Material shown:
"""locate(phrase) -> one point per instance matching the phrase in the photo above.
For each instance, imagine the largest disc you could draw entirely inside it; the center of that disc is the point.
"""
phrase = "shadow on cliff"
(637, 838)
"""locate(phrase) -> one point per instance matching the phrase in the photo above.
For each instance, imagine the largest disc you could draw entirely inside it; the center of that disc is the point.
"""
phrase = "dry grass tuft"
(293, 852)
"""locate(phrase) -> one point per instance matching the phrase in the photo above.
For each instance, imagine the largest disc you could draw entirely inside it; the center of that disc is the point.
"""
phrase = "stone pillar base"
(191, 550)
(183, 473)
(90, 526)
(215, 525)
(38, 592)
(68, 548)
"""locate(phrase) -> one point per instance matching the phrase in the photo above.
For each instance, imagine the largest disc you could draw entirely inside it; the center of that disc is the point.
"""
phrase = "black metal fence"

Problem to solve: Would you mind copying all of the records exactly?

Expected answer:
"""locate(phrase) -> one point per instance matching the phrase in the photo above.
For each instance, imagine the largest disc you could draw entirely inside it; the center of that disc is the point.
"""
phrase = "shadow on cliff"
(637, 838)
"""locate(phrase) -> one point per instance matching the phrase in the photo above.
For each instance, imagine the largest disc you could draw entirely inside it; the center of that disc is the point.
"""
phrase = "dry grass tuft"
(293, 852)
"""locate(phrase) -> one point per instance matching the phrase in the photo above.
For each instance, imagine the largest disc you could draw entirely inside it; the center of that disc is the point.
"""
phrase = "stone pillar base"
(191, 550)
(183, 473)
(90, 526)
(215, 525)
(38, 592)
(68, 548)
"""locate(phrase) -> one point per instance matching the phrase in the photo above.
For each instance, imagine the largest disc you could draw entirely inside it; the center of that disc is the point.
"""
phrase = "black metal fence"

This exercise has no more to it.